> _What you are asked to do_
From the entries below, copy each line in which the word "grape" occurs.

'''

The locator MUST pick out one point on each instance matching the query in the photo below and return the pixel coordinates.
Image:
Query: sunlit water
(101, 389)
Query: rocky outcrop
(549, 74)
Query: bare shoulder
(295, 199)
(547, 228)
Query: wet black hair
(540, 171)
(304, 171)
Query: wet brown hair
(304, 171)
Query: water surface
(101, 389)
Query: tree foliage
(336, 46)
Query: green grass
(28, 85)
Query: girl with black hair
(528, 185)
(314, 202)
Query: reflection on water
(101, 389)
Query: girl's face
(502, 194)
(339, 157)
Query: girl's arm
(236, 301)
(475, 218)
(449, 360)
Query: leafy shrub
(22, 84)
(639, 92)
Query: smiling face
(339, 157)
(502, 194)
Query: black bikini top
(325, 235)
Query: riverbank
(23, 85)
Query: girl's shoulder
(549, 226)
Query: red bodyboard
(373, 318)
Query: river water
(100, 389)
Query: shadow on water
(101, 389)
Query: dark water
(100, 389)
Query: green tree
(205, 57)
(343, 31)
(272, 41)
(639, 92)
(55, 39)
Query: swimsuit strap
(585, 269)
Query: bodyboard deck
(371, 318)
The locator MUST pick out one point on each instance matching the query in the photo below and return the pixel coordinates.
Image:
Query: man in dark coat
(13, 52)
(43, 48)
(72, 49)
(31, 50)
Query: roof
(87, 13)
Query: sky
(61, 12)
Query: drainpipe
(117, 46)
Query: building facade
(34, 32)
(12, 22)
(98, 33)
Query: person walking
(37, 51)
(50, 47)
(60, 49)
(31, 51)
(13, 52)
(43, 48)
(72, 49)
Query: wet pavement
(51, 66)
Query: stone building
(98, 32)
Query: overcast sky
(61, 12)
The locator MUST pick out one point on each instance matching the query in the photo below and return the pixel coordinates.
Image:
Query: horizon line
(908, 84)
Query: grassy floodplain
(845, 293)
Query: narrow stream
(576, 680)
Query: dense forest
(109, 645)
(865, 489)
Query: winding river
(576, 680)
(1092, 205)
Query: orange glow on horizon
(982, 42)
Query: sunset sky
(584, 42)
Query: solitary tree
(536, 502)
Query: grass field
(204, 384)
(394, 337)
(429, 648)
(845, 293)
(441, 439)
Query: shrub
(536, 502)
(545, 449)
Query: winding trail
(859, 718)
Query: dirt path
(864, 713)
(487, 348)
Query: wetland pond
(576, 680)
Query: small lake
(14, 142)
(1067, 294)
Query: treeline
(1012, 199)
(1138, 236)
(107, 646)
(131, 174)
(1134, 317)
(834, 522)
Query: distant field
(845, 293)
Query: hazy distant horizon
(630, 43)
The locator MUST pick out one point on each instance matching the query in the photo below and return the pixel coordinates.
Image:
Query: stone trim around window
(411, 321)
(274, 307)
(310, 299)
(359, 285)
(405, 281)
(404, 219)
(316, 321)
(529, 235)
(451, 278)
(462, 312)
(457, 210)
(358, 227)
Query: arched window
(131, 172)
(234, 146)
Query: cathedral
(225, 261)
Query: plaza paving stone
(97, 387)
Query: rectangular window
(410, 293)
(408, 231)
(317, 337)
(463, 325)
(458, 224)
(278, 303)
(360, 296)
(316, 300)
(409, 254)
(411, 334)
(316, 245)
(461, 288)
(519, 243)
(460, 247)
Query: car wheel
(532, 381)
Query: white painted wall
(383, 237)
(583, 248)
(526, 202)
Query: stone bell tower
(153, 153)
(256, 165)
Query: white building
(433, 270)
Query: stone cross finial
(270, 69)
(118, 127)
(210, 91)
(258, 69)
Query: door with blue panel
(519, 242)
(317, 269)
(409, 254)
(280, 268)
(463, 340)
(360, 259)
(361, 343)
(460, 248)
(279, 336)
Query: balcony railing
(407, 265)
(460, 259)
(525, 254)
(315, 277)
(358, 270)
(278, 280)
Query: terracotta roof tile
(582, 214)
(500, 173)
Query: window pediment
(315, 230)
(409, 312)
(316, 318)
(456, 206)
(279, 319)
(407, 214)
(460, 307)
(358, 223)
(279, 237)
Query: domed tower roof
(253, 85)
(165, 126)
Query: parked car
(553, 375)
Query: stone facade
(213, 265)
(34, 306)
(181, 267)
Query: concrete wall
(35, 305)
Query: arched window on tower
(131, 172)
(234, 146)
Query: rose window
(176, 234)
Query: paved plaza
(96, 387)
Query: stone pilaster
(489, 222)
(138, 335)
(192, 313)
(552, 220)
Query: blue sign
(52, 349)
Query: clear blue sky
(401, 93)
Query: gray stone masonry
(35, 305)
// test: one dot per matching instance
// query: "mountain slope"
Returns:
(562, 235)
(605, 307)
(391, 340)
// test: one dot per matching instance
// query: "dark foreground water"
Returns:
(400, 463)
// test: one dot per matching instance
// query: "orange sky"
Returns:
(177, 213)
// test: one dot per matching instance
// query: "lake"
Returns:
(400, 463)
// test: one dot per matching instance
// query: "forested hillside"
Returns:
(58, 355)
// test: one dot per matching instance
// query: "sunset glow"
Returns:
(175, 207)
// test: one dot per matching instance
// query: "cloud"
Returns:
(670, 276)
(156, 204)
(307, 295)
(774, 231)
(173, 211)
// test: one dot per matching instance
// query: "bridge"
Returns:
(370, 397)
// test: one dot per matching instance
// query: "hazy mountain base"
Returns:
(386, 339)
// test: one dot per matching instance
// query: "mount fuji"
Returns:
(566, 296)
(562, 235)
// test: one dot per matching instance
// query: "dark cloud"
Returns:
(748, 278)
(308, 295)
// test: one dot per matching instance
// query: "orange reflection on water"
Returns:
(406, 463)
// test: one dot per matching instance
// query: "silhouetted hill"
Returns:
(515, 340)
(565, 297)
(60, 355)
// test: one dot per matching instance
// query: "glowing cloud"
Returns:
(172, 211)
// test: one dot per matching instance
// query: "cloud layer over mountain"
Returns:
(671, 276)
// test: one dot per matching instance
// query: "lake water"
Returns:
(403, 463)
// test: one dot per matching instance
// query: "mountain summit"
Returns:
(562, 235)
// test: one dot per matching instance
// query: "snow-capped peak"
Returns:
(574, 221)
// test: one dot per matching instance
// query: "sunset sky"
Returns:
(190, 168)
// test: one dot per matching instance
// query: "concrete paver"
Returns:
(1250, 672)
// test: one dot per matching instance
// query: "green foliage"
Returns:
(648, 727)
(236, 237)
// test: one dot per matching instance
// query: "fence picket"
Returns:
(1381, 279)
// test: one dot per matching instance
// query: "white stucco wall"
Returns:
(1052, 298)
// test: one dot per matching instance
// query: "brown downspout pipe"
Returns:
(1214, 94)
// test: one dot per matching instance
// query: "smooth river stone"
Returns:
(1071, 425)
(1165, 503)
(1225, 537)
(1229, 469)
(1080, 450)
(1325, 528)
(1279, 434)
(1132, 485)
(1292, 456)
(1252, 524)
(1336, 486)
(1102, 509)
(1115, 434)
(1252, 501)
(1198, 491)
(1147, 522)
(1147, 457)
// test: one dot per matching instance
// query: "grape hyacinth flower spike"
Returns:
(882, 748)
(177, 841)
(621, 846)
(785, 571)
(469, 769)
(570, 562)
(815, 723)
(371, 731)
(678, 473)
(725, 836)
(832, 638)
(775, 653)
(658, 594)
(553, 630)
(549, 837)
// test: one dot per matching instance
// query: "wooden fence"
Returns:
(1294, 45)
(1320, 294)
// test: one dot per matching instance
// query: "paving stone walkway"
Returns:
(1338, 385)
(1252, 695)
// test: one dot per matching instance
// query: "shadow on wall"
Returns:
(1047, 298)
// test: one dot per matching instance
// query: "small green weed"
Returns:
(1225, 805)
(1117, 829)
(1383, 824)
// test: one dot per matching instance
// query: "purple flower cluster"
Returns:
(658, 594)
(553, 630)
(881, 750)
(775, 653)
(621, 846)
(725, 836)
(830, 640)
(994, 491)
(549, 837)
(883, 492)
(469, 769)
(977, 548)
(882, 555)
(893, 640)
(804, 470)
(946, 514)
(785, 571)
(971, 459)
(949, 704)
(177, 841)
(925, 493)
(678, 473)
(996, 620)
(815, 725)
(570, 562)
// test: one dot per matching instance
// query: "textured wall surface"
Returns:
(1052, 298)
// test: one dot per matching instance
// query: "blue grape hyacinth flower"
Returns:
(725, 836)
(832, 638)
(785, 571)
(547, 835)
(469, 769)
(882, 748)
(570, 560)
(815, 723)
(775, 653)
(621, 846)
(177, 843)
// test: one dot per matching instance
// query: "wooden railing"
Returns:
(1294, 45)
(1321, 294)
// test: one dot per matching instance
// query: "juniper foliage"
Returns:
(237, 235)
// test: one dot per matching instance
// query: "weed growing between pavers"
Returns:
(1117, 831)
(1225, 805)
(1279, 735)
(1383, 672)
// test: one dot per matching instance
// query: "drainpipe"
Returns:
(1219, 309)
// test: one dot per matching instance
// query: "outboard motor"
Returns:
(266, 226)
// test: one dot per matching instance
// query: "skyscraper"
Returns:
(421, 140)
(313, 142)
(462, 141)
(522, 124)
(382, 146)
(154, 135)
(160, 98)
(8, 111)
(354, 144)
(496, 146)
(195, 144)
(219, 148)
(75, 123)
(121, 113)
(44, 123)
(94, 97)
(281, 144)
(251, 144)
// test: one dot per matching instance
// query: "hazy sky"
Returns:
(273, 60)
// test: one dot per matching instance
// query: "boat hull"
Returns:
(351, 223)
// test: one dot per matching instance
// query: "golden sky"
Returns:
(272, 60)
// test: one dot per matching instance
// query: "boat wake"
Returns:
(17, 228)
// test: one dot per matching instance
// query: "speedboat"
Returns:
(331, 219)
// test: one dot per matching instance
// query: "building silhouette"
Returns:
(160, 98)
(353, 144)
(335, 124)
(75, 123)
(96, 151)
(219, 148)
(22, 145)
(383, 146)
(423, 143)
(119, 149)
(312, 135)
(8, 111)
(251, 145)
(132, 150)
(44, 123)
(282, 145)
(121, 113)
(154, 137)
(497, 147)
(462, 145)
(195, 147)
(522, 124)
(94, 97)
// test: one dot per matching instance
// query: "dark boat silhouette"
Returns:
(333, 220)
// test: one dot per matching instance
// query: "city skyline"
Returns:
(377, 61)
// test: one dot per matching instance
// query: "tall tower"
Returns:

'''

> _Task result_
// query: "grape hyacinth flower spike"
// query: "blue grape hyacinth flower"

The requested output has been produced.